WRITTEN TASK: Copy out every line of the data below without changing anything.

[Recorded data]

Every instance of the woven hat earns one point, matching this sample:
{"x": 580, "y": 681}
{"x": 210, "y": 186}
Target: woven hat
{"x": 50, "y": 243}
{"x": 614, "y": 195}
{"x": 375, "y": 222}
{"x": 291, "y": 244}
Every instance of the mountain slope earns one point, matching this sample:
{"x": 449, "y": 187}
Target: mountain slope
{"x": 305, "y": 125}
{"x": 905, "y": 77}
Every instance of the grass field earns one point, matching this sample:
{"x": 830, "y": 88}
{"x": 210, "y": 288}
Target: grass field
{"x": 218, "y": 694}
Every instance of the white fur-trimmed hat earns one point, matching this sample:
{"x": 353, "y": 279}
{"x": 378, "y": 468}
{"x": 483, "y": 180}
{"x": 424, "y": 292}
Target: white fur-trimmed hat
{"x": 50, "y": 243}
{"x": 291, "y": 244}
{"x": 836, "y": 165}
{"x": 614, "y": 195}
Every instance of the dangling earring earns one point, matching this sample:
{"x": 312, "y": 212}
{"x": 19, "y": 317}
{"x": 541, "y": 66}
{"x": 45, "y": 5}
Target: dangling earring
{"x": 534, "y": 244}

RESPONSE TO THIS EXERCISE:
Every instance of the woven hat earns one point, matching this sample:
{"x": 580, "y": 681}
{"x": 210, "y": 186}
Target: woven hat
{"x": 50, "y": 243}
{"x": 614, "y": 195}
{"x": 375, "y": 222}
{"x": 291, "y": 244}
Every instance of the mountain slope earns one point, matching this sample:
{"x": 449, "y": 187}
Target: mountain slope
{"x": 305, "y": 125}
{"x": 905, "y": 77}
Every instance of the grass field earns one point, matching this sample:
{"x": 830, "y": 88}
{"x": 210, "y": 288}
Target: grass field
{"x": 218, "y": 694}
Every instance of the white fur-trimmed hat earns one point, matching this sample:
{"x": 353, "y": 279}
{"x": 378, "y": 468}
{"x": 483, "y": 180}
{"x": 424, "y": 292}
Target: white fur-trimmed hat
{"x": 50, "y": 243}
{"x": 291, "y": 244}
{"x": 836, "y": 165}
{"x": 614, "y": 195}
Every instance of the dangling earring earns one point, matching this sample:
{"x": 312, "y": 212}
{"x": 19, "y": 317}
{"x": 541, "y": 66}
{"x": 45, "y": 5}
Target: dangling earring
{"x": 534, "y": 244}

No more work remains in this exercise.